__Work request__
Write the next part of the passage about the home-brewing yeast experiments, starting right after its last sentence.

__Selected passage__
▼▼▼

Experiment number two employed mini arboreal coolships – AKA small buckets of hot wort hanging in trees. I wanted to capture the moment of the apple blossom using a variation on Michael Tonsmeire’s ambient / spontaneous captures on The Mad Fermentationist. The wort was preacidified rather than hopped, to mitigate bad bacteria but not inhibit good bacteria. 1 litre of hot wort was placed in a 2 litre bucket, with muslin over the top and arched hat of A4 acetate attached to the bucket handle. There are four apple trees in the garden and a bucket in each of the three largest trees overnight. In the morning they were tipped into 1 litre Kilner jars with airlocks. After 24 hours there was activity in all of them with one, from the furthest tree from the house, particularly bubbly.
The third experiment was to reawaken very old beer dregs. My mother’s family live in Hull and an earthenware gallon beer vessel in a wicker carrier was found in a store cupboard at my gran’s house. For a number of years now my parents have used it as a door stop. I recently gave it a bit of a swish and could hear that liquid was inside it. I suspected it had been forgotten about sometime in the 1950’s, possibly a little earlier or later, between when my grandparents moved to that house and when my grandfather died. I think it was used to carry takeaways from a local pub or brewery. It says Moors’ and Robson’s breweries Hull on it, who operated between 1888 and 1960. At the weekend I sucked out the contents with a barrel thief. It was a black sedimenty sludge. This has been added to a hopped low gravity starter.

▲▲▲

__Data segment__
▼▼▼

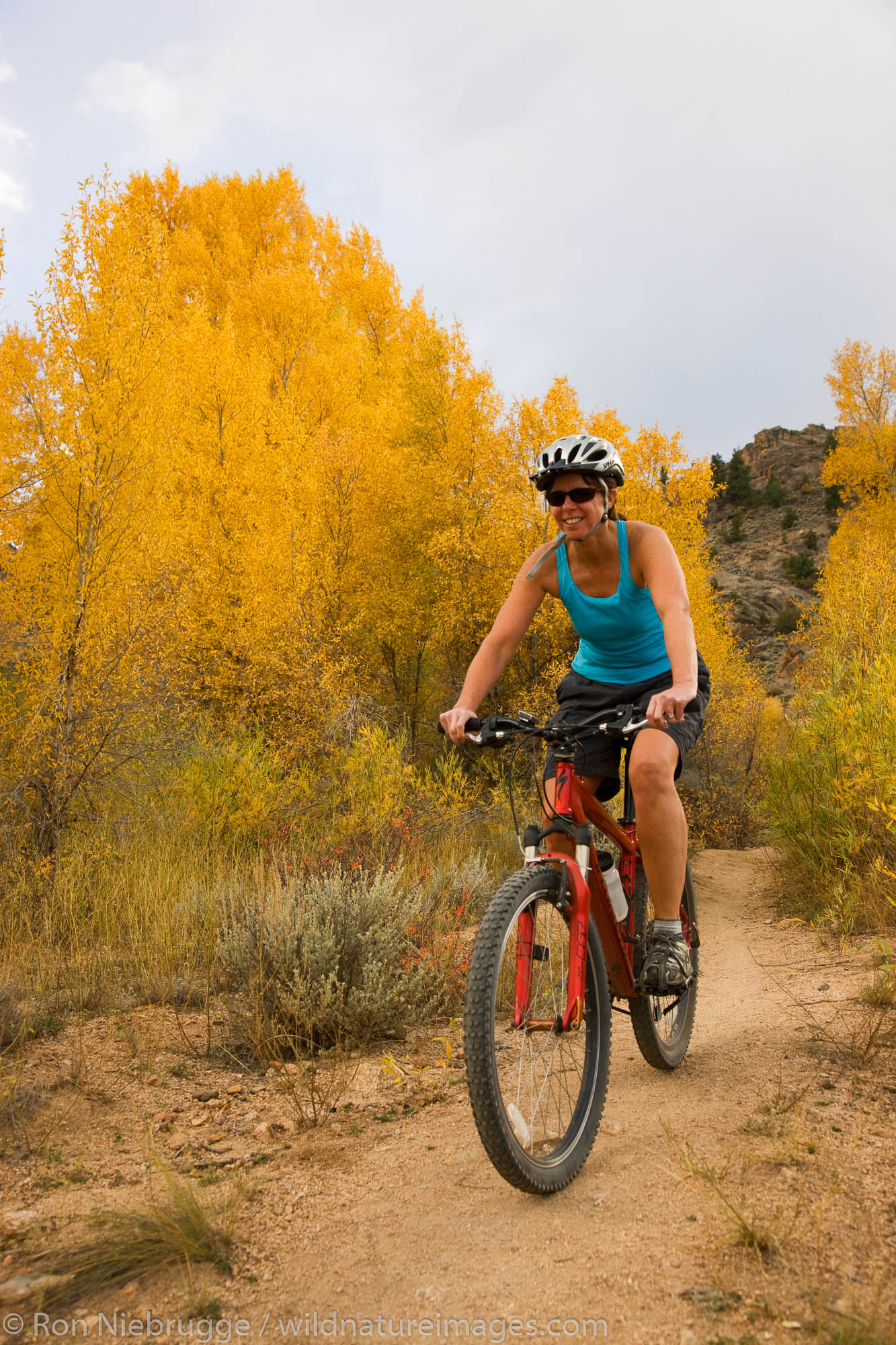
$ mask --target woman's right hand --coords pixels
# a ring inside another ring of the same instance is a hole
[[[452,742],[465,742],[467,734],[464,733],[464,724],[467,720],[475,718],[475,710],[464,710],[463,705],[456,705],[453,710],[444,710],[439,716],[439,722]]]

▲▲▲

__Answer__
I also stepped up my previous flower captures – wood sorrel, violet and primrose. There was no great difference between the aromas coming from the room temperature and the water bath samples. Those in the water bath had been held at 35-40 deg C for 72 hours to encourage souring, as an experiment.
Of the wood sorrel at room temperature two had mild fruity esters and were kept. One had white mould with black spots and was binned. Of the warmed wood sorrel, one had mild fruity esters with a possible pellicle, one was fruity and creamy and one smelt of sweaty bum. The latter was binned. The four good samples were combined In a conical flask with 250ml of un-hopped un-acidified 1.030 gravity wort.
Of the violet, one was bubbly with an aroma of flowery perfume but possibly a bit sweaty. Two possibly had black spots of mold where the flowers were not submerged but didn’t smell bad. These two were binned. Of the warm violet, one was sweaty / cheesy (binned). The other two had a flowery perfumed aroma. These two were put in a bottle of 250ml unhopped wort and placed in a water bath at 40 deg C. The single room temperature violet sample was treated as the wood sorrel.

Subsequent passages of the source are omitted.